◆ Supplied material:
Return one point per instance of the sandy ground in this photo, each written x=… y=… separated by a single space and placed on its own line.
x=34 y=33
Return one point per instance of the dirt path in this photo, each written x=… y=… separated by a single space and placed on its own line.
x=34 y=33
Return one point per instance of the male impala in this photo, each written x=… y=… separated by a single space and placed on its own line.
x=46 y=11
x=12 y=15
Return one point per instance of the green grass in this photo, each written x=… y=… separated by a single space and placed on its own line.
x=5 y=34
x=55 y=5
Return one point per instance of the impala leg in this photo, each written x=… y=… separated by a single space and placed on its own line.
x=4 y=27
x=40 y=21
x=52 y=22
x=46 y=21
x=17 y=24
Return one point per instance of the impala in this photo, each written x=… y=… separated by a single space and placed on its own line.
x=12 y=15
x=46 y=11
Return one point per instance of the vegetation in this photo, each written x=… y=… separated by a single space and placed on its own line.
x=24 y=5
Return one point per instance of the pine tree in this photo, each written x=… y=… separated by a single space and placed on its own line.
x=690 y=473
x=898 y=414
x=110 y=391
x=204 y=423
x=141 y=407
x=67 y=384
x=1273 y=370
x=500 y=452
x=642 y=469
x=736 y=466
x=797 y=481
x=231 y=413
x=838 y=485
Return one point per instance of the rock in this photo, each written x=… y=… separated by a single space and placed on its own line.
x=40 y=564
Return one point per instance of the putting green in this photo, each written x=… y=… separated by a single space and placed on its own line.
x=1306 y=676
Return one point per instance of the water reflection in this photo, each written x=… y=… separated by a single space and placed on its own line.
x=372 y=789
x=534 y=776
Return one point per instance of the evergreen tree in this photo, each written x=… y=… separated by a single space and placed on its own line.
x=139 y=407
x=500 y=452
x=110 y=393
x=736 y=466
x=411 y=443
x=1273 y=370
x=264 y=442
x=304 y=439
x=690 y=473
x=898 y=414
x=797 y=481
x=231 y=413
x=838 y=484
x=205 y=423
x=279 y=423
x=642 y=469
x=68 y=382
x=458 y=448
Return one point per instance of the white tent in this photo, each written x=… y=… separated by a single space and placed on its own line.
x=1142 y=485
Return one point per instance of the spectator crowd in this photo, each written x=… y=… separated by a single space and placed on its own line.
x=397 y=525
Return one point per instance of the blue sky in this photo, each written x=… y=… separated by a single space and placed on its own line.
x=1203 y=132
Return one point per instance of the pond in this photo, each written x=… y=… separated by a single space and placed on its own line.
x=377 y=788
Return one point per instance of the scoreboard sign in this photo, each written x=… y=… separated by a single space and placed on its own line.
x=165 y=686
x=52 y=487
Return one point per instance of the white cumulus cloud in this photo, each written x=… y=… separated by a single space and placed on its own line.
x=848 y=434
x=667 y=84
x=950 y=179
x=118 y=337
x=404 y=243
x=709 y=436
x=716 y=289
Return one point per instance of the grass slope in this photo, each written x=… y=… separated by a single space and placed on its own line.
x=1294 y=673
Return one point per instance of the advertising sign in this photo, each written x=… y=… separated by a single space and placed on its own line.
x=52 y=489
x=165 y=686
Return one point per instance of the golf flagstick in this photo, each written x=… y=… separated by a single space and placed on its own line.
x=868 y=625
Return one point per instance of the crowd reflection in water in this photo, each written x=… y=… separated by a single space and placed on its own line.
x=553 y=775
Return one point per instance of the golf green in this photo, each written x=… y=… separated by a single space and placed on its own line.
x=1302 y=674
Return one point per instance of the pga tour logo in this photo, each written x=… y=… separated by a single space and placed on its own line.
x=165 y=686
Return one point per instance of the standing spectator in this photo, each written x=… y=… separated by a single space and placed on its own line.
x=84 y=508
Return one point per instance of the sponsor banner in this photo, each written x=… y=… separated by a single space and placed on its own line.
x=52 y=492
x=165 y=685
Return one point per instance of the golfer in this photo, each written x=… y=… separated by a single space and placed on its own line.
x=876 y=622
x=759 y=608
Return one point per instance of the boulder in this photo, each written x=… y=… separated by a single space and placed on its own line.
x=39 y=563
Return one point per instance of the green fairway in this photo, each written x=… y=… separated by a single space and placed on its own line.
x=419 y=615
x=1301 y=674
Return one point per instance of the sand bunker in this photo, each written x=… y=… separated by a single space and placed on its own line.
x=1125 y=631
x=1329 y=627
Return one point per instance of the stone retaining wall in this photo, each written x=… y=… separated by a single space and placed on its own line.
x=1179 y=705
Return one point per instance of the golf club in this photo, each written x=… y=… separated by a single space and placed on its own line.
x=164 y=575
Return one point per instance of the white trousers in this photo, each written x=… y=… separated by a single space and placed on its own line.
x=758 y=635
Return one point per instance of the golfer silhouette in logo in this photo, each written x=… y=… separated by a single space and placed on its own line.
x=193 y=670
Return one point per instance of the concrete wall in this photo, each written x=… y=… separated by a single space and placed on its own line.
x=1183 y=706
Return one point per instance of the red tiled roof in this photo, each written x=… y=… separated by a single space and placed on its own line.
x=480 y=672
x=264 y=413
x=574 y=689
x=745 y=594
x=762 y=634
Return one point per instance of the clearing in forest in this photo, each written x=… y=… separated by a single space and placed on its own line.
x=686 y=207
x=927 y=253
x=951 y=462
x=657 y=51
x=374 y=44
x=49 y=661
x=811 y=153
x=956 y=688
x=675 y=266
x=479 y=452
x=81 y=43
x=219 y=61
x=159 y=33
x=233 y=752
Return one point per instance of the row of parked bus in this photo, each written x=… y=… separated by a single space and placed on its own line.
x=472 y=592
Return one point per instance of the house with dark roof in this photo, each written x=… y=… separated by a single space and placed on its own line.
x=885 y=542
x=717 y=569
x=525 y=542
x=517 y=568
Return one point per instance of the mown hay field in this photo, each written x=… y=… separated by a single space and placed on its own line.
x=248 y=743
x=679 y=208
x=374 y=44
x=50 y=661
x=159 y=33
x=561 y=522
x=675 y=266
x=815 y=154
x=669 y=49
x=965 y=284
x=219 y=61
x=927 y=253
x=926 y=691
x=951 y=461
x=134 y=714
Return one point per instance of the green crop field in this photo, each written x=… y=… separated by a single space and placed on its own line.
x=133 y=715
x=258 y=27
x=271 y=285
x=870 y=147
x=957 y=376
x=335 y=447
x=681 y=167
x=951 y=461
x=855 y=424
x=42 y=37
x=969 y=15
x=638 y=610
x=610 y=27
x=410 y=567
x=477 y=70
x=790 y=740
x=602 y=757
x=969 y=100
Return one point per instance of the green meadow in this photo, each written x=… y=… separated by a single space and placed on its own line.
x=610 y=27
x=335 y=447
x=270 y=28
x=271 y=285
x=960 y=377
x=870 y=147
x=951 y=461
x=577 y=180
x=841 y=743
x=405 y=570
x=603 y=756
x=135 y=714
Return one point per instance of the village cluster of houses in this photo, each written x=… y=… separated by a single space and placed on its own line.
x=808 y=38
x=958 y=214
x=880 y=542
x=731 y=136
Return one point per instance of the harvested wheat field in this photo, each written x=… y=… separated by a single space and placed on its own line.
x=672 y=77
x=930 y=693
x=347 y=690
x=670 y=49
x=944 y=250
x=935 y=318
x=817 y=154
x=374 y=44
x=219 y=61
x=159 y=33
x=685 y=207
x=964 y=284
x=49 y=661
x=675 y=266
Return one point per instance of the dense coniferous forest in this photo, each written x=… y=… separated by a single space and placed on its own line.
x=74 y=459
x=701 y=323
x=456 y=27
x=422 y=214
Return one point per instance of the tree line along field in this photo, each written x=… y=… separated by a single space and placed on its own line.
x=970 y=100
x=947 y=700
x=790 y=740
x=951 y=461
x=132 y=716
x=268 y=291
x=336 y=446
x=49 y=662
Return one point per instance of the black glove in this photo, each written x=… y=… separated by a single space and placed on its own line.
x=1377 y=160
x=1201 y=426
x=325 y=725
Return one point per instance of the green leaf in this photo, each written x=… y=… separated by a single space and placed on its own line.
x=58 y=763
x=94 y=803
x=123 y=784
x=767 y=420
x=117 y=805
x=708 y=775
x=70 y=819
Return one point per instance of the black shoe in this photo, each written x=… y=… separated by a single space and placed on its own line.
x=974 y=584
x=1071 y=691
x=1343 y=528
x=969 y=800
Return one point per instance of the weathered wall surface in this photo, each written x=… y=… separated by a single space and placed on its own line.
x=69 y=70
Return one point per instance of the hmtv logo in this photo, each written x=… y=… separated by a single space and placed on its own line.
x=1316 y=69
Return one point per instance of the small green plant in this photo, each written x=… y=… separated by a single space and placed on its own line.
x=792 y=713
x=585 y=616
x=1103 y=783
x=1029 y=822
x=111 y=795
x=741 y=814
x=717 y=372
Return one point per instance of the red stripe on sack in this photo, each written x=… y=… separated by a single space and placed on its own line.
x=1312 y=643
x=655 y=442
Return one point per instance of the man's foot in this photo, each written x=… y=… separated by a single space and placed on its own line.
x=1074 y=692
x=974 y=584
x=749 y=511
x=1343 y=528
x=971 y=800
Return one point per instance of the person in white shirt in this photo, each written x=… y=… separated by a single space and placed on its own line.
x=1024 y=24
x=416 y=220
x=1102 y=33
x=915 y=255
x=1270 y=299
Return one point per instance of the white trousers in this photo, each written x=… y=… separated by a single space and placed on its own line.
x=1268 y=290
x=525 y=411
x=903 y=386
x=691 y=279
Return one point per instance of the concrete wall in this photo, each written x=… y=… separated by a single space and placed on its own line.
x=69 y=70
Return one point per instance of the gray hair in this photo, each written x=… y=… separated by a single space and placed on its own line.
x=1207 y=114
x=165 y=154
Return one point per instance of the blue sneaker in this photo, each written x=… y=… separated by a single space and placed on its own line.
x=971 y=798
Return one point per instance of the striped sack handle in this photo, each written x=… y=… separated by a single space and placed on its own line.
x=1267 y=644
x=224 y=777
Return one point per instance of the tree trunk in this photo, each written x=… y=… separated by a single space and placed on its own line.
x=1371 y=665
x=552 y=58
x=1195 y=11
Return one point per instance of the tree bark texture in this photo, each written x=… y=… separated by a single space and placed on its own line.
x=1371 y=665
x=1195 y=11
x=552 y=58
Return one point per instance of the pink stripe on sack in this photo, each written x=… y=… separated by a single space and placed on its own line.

◆ Exercise details:
Rewrite everything from the line containing "Return one point per instance of the sponsor" down to the line containing "x=758 y=635", swapping "sand bunker" for "sand trap" and keeping the rest unchanged.

◆ Answer below:
Return one point per instance of the sponsor banner in this photo, each written x=… y=… separated by a single space and placed on its own line.
x=52 y=492
x=165 y=685
Return one point per instance of the golfer in this photo, each written x=… y=… separated by a single space and placed on its own line.
x=876 y=622
x=759 y=608
Return one point per instance of the boulder in this photo, each written x=… y=… separated by a single space and placed on its own line.
x=39 y=563
Return one point per instance of the green fairway in this photo, each written x=… y=… separated by a single space and placed on its own line.
x=419 y=615
x=1301 y=674
Return one point per instance of the sand trap in this photo, each written x=… y=… separated by a single space and placed on its own line.
x=1125 y=631
x=1329 y=627
Return one point per instance of the stone retaining wall in this photo, each written x=… y=… separated by a single space and placed on its own line.
x=1179 y=705
Return one point per instance of the golf club in this photo, each written x=… y=… separated by a single space and placed on its own line.
x=164 y=575
Return one point per instance of the white trousers in this photo, each written x=… y=… separated by a single space and placed on its own line.
x=758 y=635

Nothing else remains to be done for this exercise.